• Exercise materials:

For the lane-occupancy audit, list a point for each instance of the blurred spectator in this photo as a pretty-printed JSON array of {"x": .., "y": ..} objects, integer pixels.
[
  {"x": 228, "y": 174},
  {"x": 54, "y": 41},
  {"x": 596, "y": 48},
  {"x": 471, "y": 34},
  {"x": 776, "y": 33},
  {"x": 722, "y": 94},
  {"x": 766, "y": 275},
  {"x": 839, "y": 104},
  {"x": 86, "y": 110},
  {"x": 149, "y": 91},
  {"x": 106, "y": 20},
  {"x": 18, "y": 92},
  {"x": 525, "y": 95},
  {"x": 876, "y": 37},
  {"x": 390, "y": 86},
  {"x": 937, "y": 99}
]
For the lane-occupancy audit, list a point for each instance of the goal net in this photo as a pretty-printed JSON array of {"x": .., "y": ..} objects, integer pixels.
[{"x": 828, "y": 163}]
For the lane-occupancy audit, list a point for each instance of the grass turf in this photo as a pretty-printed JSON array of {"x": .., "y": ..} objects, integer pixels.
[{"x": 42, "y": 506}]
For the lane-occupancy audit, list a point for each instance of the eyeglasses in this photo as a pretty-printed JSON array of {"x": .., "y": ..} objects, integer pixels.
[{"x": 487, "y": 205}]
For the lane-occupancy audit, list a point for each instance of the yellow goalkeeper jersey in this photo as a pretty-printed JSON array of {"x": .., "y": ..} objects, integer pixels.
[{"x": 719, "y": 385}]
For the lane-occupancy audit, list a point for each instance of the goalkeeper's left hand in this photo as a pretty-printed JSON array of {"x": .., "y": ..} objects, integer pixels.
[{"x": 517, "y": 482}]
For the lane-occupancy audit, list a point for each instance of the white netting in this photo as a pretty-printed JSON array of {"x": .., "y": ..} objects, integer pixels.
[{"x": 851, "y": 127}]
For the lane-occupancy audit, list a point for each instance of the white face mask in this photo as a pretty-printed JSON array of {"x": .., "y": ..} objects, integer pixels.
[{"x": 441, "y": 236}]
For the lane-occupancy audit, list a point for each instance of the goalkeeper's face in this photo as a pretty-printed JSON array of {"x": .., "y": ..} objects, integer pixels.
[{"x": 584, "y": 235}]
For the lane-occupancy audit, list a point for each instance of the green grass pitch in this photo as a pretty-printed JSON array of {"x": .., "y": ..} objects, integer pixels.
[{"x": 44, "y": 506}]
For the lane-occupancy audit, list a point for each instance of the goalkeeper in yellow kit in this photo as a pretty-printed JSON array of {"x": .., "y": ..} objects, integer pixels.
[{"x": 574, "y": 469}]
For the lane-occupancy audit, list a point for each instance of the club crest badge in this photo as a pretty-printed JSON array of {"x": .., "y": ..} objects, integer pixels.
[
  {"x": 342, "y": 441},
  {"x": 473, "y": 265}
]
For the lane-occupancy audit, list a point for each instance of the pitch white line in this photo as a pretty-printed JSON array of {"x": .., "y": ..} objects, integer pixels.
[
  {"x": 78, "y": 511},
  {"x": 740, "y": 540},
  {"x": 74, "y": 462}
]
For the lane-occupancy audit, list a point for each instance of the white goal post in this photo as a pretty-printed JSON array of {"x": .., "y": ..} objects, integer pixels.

• Exercise aim: Print out the listing in full, exactly as it appears.

• The answer:
For the lane-occupancy audit, list a point for each instance of the blurred spectator in this photo as a pretty-printed JSON array of {"x": .., "y": ..} objects, integer pixels.
[
  {"x": 228, "y": 174},
  {"x": 54, "y": 41},
  {"x": 596, "y": 48},
  {"x": 471, "y": 34},
  {"x": 776, "y": 33},
  {"x": 722, "y": 94},
  {"x": 766, "y": 275},
  {"x": 839, "y": 104},
  {"x": 86, "y": 110},
  {"x": 149, "y": 91},
  {"x": 106, "y": 20},
  {"x": 18, "y": 92},
  {"x": 525, "y": 95},
  {"x": 876, "y": 37},
  {"x": 390, "y": 86},
  {"x": 937, "y": 99}
]
For the lane-occupancy audit, list a point for each instance of the goal net in this photo as a pretty-printed JSON array of {"x": .., "y": ..} objects, integer pixels.
[{"x": 828, "y": 163}]
For the lane-occupancy audit, list a point for each instance of the grass turf in this photo as a pretty-printed JSON array of {"x": .., "y": ..} objects, integer pixels.
[{"x": 42, "y": 506}]
For the lane-occupancy audit, list a point for each instance of the eyeglasses in this photo as a pretty-printed JSON array of {"x": .., "y": ..} objects, integer pixels.
[{"x": 487, "y": 205}]
For the lane-occupancy audit, list a point for each instance of the yellow goalkeeper jersey in this photo as a pretty-printed JSON array of {"x": .., "y": ..} objects, integer pixels.
[{"x": 719, "y": 385}]
For the lane-occupancy audit, list a point for each instance of the goalkeeper's left hand in this photo as a pretty-printed JSON array of {"x": .., "y": ..} objects, integer pixels.
[{"x": 517, "y": 482}]
For the lane-occupancy audit, list a point for each instance of the white netting in this photo as a pretty-printed JSON array of {"x": .., "y": ..} objects, integer pixels.
[{"x": 851, "y": 127}]
For the lane-occupancy audit, list a point for each instance of the white face mask in this photo as a pretty-printed JSON array of {"x": .., "y": ..} objects, integer pixels.
[{"x": 441, "y": 236}]
For the lane-occupancy audit, list a point for each instance of the goalkeeper's face in this photo as a pretty-printed JSON array of {"x": .., "y": ..} objects, integer pixels.
[{"x": 584, "y": 235}]
For the lane-occupancy audit, list a point for each instance of the green grass pitch in this photo as a pretty-printed JSON array of {"x": .., "y": ..} objects, integer pixels.
[{"x": 44, "y": 506}]
For the lane-occupancy audit, list a point for each instance of the goalkeeper in yellow kit in this photo as a pretty-printed JSON array of {"x": .., "y": ..} objects, integer pixels.
[{"x": 574, "y": 469}]
For the lane-occupancy audit, list a point for each instance of the club crest badge in this photo as a pretty-printed JSON array of {"x": .., "y": ..} objects, integer pixels.
[
  {"x": 342, "y": 441},
  {"x": 473, "y": 265}
]
For the lane-occupancy audit, list a point for each instance of the pitch white line in this photo as a pretty-printed JSON array of {"x": .., "y": ..} objects, integer pixels.
[
  {"x": 78, "y": 511},
  {"x": 740, "y": 540},
  {"x": 74, "y": 462}
]
For the lane-occupancy audit, list a point for each instance of the white goal post in this photo as a pretty-printed JSON array of {"x": .., "y": ..} objects, integer pixels.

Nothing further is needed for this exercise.